**** DATA EXTRACT ****

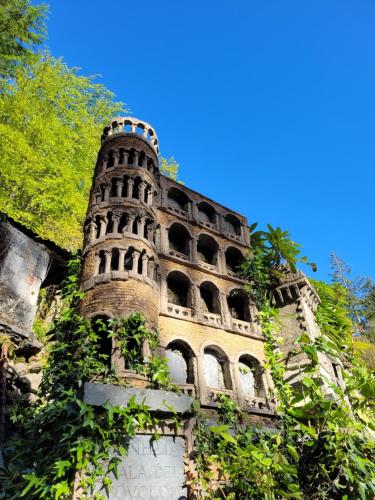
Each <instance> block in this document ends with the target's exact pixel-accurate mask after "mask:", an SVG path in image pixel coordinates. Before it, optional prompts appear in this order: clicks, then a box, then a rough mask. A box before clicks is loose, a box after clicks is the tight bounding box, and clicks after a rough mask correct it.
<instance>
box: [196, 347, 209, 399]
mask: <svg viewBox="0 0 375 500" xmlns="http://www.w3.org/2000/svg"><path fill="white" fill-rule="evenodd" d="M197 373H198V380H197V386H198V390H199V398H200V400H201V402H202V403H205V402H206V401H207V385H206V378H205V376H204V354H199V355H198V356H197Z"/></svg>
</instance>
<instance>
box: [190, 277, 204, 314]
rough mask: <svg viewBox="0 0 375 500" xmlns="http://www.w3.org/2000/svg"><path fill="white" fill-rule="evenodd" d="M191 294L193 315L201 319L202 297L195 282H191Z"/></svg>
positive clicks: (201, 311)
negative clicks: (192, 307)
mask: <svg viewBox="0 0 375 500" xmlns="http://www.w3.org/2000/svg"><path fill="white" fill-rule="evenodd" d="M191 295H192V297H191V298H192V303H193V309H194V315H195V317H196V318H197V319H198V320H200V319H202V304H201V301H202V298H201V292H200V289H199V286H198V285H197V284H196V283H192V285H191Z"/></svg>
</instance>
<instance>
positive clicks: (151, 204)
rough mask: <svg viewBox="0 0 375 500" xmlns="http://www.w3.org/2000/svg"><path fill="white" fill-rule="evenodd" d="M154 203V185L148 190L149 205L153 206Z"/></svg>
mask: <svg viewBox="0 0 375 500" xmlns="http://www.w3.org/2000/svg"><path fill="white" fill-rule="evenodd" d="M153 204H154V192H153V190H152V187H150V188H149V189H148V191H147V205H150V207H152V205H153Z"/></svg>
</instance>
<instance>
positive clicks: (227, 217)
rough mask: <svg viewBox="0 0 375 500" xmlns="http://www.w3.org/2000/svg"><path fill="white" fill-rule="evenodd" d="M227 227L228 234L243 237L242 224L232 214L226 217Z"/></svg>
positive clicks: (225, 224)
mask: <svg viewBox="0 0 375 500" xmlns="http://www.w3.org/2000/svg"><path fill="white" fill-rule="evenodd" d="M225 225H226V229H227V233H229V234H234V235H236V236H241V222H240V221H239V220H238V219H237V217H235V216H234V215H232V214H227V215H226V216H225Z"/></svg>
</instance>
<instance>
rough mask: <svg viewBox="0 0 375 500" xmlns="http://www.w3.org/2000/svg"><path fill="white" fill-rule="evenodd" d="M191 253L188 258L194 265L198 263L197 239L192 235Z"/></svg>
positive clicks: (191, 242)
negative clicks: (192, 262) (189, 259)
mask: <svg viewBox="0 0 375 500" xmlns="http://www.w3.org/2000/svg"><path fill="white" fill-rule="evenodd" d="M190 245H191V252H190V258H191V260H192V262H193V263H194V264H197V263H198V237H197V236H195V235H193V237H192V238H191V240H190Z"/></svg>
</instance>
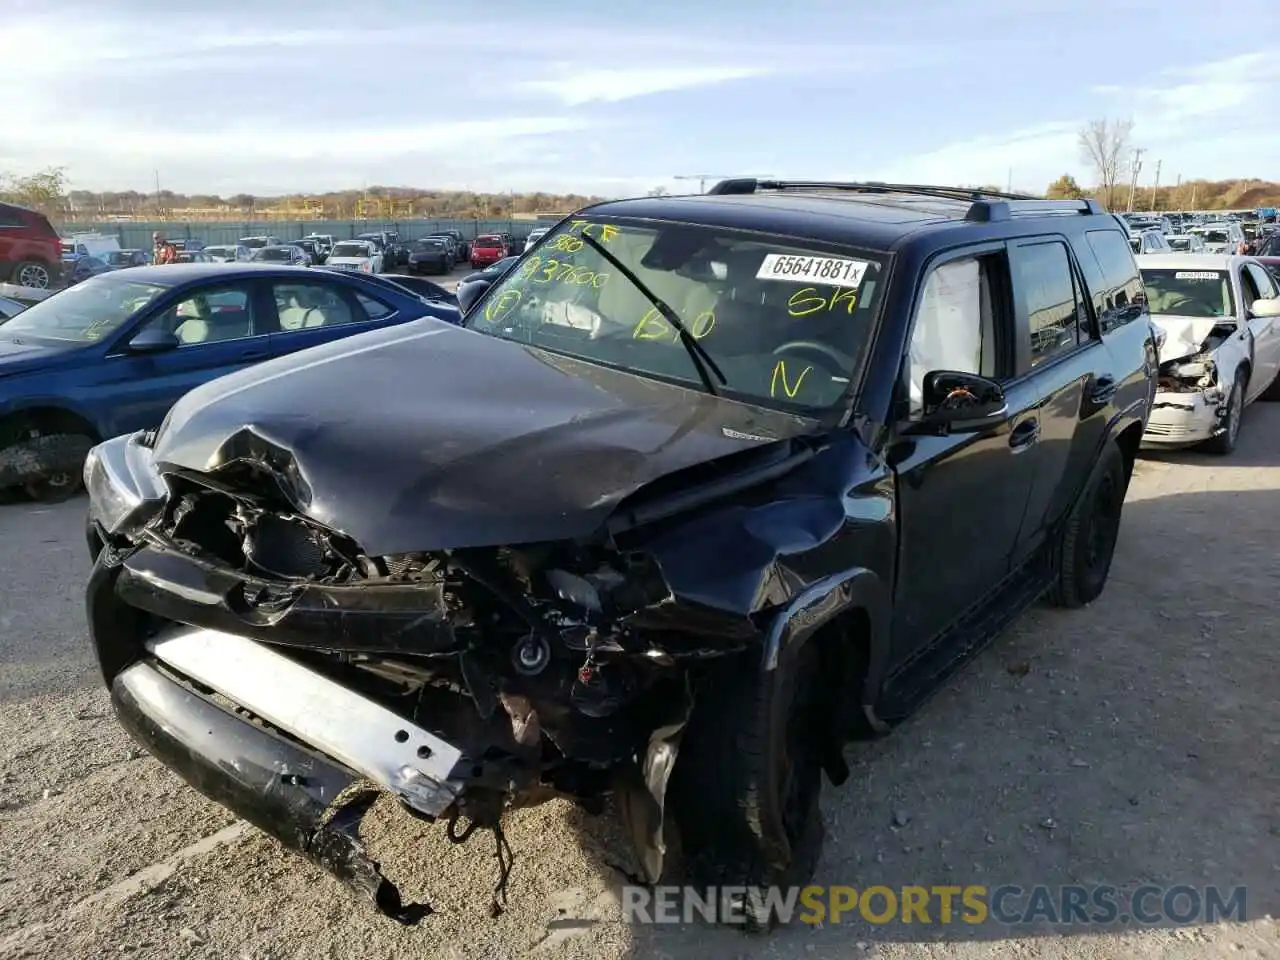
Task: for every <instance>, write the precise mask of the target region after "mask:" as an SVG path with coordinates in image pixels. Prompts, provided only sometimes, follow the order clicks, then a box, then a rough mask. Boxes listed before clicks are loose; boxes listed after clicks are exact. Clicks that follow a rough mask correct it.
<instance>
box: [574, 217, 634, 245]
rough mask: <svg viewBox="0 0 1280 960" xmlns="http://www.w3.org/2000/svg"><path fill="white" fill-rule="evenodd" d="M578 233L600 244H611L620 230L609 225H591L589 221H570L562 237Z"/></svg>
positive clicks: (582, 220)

****
**** DATA EXTRACT ****

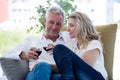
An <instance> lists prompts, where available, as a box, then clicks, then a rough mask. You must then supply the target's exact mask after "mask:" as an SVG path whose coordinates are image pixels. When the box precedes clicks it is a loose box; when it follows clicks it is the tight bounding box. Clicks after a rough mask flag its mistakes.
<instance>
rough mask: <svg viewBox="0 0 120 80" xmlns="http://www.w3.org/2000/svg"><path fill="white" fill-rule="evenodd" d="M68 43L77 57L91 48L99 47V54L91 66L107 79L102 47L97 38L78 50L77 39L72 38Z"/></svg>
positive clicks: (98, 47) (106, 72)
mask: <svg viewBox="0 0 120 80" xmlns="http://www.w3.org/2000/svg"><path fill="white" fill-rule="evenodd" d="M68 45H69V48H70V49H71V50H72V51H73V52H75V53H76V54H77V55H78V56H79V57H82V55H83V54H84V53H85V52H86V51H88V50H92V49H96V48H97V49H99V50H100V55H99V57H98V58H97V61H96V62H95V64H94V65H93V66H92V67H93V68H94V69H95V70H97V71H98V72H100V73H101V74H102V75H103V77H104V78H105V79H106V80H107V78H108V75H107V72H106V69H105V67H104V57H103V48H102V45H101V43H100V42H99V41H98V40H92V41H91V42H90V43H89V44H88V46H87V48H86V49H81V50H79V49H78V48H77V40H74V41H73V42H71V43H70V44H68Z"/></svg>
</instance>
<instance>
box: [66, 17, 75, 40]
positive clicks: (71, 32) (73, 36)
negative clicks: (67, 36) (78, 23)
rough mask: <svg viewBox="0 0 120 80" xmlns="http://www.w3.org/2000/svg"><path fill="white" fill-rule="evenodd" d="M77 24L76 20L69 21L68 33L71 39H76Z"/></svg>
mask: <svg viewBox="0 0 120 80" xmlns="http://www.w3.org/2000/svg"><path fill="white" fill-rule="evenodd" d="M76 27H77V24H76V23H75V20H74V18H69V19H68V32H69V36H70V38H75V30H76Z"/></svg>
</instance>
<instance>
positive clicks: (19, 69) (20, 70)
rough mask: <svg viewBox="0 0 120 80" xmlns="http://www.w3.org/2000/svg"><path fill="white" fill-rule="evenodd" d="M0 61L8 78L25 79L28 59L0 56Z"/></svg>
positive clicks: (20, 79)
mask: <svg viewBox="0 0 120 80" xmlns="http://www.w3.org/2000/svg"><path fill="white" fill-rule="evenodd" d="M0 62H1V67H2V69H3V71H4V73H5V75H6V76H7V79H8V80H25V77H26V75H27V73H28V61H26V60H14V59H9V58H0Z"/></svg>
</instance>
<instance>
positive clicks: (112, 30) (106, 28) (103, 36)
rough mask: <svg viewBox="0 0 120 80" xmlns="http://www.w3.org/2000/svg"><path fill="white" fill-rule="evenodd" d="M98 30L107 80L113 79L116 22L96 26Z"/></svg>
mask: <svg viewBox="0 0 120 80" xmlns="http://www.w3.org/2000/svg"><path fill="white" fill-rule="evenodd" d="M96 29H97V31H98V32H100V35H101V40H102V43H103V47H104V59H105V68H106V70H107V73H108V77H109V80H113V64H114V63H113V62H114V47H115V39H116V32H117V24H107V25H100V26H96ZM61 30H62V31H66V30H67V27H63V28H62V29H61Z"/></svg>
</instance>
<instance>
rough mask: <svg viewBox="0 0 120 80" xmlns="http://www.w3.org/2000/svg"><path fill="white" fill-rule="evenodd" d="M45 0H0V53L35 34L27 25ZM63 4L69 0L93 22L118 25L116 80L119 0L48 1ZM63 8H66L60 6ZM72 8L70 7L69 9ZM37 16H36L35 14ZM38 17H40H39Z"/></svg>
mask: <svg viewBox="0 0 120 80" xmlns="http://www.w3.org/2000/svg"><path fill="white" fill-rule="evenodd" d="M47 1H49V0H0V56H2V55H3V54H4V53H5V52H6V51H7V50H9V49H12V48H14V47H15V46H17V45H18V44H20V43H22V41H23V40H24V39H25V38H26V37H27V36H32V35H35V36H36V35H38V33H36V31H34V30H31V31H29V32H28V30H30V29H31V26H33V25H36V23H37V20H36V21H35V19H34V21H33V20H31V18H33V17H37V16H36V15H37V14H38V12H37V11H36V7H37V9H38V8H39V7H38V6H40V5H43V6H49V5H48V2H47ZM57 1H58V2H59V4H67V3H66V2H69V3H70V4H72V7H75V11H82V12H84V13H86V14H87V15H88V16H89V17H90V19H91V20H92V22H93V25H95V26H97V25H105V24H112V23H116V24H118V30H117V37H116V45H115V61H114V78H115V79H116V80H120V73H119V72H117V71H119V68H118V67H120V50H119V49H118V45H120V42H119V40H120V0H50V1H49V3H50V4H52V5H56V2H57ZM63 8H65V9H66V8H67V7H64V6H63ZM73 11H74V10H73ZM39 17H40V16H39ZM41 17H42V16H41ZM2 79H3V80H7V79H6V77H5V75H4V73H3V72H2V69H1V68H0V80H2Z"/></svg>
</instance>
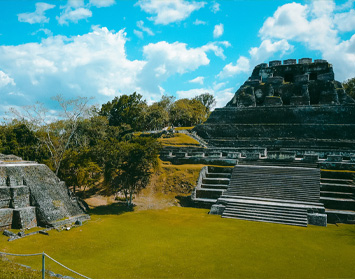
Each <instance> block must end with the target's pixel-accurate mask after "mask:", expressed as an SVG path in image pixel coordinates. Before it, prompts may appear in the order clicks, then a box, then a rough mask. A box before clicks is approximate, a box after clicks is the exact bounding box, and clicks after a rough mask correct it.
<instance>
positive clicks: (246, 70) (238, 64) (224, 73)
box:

****
**** DATA EXTRACT ****

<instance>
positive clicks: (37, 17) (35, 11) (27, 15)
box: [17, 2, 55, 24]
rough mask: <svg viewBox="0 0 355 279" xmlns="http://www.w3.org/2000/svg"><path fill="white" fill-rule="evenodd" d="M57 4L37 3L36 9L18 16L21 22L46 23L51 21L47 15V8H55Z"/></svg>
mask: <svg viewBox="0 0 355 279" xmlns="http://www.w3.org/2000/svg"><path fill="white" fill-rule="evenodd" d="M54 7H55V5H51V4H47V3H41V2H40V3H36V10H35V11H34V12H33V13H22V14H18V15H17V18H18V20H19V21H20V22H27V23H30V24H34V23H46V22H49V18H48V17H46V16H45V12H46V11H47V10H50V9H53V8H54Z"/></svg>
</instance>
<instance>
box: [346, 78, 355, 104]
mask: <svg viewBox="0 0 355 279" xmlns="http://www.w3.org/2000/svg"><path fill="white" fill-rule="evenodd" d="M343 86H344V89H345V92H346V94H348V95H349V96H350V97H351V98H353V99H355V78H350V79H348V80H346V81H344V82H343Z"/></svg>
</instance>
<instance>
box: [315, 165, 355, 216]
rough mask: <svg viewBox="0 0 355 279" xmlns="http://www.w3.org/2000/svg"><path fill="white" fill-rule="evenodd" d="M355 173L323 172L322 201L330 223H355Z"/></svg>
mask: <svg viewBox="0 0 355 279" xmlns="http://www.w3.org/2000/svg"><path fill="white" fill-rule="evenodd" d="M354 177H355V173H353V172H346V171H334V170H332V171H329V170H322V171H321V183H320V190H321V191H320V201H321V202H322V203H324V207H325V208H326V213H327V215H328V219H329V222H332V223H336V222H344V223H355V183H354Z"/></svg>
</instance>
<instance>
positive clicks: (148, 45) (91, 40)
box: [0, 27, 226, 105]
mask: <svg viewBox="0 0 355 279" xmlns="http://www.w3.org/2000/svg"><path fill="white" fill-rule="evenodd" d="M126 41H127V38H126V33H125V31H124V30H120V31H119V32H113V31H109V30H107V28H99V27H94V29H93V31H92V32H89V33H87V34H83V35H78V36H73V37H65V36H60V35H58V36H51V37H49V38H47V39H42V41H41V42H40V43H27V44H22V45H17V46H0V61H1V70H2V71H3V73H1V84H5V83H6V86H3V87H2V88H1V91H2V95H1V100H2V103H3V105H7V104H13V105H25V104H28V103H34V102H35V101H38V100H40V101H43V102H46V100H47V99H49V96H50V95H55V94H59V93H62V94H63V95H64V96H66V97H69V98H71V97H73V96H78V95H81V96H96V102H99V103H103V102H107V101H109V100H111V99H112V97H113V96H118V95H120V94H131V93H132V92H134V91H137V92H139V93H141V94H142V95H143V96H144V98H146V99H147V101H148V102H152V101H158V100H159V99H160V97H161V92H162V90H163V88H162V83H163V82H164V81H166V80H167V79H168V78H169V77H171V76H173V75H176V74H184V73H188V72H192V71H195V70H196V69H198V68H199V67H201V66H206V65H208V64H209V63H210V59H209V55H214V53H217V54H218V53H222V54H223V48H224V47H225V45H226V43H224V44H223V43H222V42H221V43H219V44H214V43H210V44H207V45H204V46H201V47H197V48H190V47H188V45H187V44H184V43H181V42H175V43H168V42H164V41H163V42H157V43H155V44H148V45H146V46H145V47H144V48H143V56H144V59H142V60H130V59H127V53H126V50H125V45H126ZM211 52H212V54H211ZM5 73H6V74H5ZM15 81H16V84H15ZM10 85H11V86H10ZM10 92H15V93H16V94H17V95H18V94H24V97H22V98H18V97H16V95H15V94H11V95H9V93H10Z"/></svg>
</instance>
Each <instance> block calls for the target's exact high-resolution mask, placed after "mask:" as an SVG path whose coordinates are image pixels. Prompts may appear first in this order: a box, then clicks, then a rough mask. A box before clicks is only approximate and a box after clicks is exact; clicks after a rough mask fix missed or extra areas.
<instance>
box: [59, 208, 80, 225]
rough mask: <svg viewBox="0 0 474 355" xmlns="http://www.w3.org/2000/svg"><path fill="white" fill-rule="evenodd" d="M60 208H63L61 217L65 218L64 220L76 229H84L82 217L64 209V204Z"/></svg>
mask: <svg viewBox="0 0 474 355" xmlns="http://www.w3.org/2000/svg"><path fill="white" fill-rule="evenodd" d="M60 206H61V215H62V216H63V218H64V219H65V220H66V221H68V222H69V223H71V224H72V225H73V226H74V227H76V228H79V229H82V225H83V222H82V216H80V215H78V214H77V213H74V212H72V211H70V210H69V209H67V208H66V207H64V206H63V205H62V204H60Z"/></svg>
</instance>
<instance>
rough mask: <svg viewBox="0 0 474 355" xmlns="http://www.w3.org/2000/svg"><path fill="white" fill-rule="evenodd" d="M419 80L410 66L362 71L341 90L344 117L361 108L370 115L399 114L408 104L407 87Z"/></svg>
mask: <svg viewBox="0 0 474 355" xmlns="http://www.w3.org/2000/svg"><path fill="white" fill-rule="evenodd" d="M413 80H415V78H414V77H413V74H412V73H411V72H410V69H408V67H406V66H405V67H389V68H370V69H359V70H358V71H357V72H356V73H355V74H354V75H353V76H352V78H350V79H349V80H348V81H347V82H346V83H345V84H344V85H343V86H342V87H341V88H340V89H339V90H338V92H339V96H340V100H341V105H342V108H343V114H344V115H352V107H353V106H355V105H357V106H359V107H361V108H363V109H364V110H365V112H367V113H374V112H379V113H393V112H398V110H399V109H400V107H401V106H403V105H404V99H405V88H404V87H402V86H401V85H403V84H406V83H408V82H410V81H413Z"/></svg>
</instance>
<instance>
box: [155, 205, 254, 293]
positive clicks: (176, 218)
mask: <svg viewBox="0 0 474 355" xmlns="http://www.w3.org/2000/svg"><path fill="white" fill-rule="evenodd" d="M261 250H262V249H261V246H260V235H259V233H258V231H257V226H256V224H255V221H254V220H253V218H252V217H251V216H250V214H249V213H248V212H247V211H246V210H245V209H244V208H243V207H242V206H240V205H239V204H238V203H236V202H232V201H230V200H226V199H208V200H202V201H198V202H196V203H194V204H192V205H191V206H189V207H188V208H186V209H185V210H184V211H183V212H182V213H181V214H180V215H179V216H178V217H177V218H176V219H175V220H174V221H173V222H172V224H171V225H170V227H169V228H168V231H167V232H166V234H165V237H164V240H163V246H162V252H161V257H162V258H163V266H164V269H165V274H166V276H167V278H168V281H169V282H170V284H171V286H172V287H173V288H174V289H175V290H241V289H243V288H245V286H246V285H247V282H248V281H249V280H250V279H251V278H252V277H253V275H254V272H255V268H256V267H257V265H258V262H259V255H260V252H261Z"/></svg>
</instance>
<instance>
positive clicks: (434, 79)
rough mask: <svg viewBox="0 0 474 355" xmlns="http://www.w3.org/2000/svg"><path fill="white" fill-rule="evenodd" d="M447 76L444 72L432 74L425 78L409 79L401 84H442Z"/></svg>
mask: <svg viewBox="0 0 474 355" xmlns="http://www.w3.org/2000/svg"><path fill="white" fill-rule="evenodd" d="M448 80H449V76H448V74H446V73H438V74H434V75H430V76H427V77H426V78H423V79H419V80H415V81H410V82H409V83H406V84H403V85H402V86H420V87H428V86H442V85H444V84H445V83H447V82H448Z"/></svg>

****

What this exercise asks for is every line of the data above with the word "then".

• _PROBLEM SOLUTION_
Each <instance> block in this document ends with the target's exact pixel-accurate mask after "mask:", an SVG path in image pixel coordinates. Before it, optional prompts appear in this order: clicks, then a box, then a rough mask. A box before clicks is loose, a box after clicks is the tight bounding box, and clicks after a rough mask correct it.
Task: for every <instance>, write the precise mask of the target region after "mask:" as an SVG path with coordinates in image pixels. Prompts, provided only sometimes, follow the order clicks, then a box, then a rough mask. Boxes listed before clicks are loose; boxes listed after clicks are exact. Clicks that follow a rough mask correct it.
An <instance> lists prompts, where available, as a box, then clicks, then a rough mask. You must then supply the target's exact mask after "mask:" as an SVG path whose coordinates are image pixels. When the box precedes clicks it is a loose box; when it follows clicks it is the tight bounding box. Clicks after a rough mask flag its mistakes.
Each <instance> block must end with the target's pixel-accurate mask after "mask:", expressed as an SVG path in image pixel coordinates. Before it, prompts may appear in the order clicks, then a box, then a rough mask. A box before clicks is approximate, a box after clicks is the exact bounding box, and clicks after a rough mask correct it.
Each <instance> block calls for the target's exact high-resolution mask, placed after "mask:" as an SVG path whose coordinates are image pixels. Prompts may appear first in this order: a box, then clicks, then a rough mask. A box before clicks is only approximate and a box after clicks is exact; clicks after a rough mask fix missed or extra areas.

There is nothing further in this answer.